Extract to read below:
Aged care complaints at arms length from department


Complaints about aged care services will now be entirely handled and investigated by an independent commission, as recommended by the Productivity Commission in its far-reaching 2011 reform blueprint, Caring for Older Australians.

The transfer of powers from the Department of Health took effect on January 1 and completes several years of incremental change since the appointment of Rae Lamb as the first permanent aged care commissioner five years ago.

Rae Lamb
Rae Lamb

Lamb is now referred to as the “aged care complaints commissioner”. She is supported by a team of 150 staff situated around the country.

While complaints were always a key part of the commissioner’s job, ultimate responsibility rested with the secretary of the Department of Social Services, and for a brief period with the Department of Health following a machinery-of-government change in early November.

Lamb now handles and investigates all complaints about federally funded aged care services, whether provided in the community or a nursing home. Anyone can now make a free call to the commissioner’s office and lodge a complaint directly, or do so online. “The elderly and their families can have confidence any complaint about aged care services funded by the Australian Government will be treated fairly,” she said.
End of Extract to read.
Given entries below:
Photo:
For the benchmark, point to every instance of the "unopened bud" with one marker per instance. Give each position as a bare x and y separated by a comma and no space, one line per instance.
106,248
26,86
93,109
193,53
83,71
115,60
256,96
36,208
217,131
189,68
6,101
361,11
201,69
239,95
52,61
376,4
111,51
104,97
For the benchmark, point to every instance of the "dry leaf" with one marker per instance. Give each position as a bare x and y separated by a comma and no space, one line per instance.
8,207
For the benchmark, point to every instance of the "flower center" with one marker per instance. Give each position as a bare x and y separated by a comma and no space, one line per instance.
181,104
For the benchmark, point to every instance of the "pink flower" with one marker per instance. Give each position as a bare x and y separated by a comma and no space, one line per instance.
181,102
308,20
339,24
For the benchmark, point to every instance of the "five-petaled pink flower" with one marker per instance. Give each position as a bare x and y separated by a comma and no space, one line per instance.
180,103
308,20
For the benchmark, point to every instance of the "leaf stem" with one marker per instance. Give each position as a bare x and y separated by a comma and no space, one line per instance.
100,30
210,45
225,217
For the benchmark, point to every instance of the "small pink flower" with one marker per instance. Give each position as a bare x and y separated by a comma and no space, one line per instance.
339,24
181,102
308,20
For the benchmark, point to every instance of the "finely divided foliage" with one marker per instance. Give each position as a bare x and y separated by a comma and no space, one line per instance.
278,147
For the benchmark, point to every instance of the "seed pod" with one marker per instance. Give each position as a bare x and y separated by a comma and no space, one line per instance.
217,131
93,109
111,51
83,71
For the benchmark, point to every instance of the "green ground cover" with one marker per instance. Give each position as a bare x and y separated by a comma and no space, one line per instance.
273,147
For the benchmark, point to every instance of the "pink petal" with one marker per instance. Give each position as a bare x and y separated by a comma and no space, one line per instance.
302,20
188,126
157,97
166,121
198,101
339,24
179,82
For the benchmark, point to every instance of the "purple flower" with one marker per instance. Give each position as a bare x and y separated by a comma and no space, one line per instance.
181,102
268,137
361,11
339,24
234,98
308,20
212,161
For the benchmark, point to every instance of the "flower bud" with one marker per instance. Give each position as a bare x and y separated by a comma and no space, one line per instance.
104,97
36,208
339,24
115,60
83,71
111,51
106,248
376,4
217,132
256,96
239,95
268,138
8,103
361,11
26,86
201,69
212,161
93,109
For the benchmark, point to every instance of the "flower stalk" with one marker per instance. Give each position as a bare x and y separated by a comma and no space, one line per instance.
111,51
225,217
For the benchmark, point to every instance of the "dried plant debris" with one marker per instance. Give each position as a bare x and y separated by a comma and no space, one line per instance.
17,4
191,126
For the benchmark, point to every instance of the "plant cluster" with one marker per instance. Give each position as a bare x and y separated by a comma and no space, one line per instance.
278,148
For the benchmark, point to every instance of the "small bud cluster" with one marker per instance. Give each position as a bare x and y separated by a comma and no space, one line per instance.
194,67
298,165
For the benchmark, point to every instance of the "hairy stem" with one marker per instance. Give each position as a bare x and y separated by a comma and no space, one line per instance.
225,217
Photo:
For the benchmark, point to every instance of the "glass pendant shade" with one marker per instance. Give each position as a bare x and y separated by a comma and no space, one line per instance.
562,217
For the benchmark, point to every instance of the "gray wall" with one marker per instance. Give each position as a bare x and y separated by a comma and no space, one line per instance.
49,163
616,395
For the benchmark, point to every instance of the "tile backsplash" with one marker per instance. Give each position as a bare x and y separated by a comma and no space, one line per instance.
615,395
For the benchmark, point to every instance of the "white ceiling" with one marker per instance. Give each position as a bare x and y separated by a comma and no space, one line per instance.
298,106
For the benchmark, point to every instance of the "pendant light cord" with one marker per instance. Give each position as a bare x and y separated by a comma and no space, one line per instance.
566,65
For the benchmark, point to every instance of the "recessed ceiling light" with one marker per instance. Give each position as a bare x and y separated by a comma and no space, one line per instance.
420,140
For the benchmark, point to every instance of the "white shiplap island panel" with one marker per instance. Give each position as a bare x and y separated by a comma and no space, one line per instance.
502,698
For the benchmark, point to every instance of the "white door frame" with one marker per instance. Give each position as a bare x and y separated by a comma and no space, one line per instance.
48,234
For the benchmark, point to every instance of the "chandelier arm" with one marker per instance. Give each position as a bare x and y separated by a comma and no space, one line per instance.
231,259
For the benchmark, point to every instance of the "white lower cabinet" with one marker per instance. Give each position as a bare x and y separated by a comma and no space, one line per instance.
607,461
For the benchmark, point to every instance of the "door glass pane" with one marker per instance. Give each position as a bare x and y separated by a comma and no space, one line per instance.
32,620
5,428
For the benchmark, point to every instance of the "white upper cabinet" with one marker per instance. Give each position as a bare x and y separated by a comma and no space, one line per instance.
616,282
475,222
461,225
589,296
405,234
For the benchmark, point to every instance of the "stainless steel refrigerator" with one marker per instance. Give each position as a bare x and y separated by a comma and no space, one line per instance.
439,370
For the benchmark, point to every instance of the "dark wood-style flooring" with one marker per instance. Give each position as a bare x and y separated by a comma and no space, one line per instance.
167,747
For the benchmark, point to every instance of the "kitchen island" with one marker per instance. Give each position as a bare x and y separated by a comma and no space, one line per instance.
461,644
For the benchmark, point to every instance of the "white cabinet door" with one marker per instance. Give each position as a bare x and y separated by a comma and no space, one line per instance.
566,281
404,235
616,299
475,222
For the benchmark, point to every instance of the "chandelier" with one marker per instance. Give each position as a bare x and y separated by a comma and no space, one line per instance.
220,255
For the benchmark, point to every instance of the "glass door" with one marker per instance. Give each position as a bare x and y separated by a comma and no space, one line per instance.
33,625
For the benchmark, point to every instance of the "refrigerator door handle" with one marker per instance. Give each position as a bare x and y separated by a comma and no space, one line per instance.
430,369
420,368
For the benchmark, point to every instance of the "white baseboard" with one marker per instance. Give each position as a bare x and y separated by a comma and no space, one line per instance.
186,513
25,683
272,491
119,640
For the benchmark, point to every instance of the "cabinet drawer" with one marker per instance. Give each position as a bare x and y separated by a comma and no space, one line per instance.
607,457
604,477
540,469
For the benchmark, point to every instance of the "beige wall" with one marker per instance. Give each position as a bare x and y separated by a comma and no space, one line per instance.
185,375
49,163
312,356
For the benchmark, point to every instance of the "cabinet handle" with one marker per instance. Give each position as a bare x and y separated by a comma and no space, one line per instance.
End of Given entries.
> **Task set**
**A.** Which organizations does the article on aged care complaints name with a proper, capitalized name?
**B.** Write the next part of the article on aged care complaints, picking up after its final sentence.

> **Answers**
**A.**
- Productivity Commission
- Department of Health
- Department of Social Services
- Australian Government

**B.**
Lamb’s powers were strengthened in August 2013 so that she could force DSS to re-examine aged care complaints, where previously she could only make recommendations to the department.

The former New Zealand radio correspondent and health academic, who later became the NZ deputy health and disability commissioner, has two more years left in her current appointment.

Health Minister Sussan Ley says the latest change will further empower consumers in the complaints process by separating it “completely” from the public servants who administer funding and regulation of aged care.

Ley points out medical expert and former New South Wales health care complaints commissioner Merrylin Walton also recommended a totally independent complaints system in 2009, two years before the Productivity Commission took the same view in its own comprehensive review of the whole sector.